GIVEN INFORMATION:
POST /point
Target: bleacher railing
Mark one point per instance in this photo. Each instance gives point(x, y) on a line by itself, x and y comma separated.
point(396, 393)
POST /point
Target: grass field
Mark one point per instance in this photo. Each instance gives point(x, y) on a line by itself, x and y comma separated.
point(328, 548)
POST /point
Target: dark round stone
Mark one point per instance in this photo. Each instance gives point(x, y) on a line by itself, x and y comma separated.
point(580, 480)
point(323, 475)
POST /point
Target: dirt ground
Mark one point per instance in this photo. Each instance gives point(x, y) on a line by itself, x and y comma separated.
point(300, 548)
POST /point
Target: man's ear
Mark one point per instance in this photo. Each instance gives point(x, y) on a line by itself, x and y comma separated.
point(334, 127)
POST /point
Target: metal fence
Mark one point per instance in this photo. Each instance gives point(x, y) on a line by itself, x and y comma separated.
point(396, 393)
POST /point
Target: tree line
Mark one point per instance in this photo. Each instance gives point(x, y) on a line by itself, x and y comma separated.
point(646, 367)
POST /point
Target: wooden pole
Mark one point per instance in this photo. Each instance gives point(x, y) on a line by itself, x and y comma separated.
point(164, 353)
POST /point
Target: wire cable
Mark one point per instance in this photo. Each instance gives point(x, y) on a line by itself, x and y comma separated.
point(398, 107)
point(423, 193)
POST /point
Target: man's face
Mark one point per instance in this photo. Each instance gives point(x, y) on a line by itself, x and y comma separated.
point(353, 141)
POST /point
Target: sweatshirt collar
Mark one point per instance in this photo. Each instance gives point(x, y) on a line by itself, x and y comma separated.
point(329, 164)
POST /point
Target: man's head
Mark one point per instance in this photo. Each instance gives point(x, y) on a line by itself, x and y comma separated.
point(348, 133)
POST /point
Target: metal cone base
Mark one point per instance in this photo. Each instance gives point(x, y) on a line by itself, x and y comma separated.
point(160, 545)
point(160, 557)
--
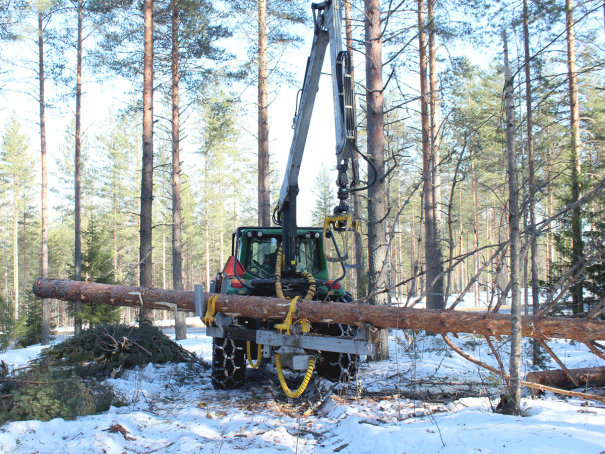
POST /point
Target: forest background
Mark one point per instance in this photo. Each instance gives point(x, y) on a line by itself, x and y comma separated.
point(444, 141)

DIRECTIVE: Tally the lines in the records above that contain the string "metal", with case counting, and reply with that number alone.

FINAL ANSWER: 2